--- Begin DATA ---

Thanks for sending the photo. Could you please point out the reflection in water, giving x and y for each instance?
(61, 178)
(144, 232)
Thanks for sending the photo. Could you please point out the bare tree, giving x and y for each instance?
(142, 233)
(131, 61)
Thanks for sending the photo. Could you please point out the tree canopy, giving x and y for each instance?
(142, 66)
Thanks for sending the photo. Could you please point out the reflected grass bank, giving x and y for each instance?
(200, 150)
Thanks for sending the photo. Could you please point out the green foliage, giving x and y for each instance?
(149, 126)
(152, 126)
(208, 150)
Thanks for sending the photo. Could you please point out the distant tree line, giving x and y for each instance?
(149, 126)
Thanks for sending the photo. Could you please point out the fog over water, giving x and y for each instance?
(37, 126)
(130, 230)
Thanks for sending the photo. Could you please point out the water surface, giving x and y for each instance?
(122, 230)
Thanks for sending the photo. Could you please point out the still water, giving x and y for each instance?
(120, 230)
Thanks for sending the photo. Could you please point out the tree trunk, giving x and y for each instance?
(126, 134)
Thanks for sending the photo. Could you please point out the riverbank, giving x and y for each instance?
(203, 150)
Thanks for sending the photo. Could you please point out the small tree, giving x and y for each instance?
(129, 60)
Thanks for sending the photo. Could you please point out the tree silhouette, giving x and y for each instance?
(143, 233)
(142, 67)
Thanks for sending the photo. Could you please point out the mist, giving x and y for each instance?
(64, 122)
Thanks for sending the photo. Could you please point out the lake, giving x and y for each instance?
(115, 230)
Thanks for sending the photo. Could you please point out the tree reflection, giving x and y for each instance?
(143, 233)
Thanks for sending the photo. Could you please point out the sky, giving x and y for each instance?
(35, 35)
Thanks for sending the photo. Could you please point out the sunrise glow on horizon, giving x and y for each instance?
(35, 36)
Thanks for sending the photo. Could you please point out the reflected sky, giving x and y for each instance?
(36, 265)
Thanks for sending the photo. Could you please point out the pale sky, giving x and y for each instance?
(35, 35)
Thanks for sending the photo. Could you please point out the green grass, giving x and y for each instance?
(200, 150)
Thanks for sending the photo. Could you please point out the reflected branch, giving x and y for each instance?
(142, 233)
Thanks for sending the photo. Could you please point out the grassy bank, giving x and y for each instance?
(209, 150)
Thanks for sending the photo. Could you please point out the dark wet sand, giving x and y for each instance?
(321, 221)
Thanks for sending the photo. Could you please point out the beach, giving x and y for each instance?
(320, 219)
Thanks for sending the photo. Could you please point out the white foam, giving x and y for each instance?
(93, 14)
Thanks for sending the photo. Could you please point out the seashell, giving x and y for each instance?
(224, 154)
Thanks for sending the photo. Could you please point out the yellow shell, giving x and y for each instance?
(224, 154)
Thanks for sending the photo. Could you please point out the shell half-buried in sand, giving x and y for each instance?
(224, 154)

--- End DATA ---

◆ TASK TO COMPLETE ◆
Output the listing as a Markdown table with columns "n" and "Line", starting with the line containing "seashell, giving x and y for each instance?" and going on through the end of the listing, one row per line with blank lines omitted.

◆ SOLVED EXERCISE ◆
| n | Line |
|---|---|
| 1 | Thanks for sending the photo. Could you please point out the seashell, giving x and y for each instance? |
| 2 | (224, 154) |
| 3 | Thanks for sending the photo. Could you please point out the yellow shell, giving x and y for each instance? |
| 4 | (224, 154) |
| 5 | Thanks for sending the photo. Could you please point out the shell half-buried in sand, giving x and y for each instance? |
| 6 | (224, 154) |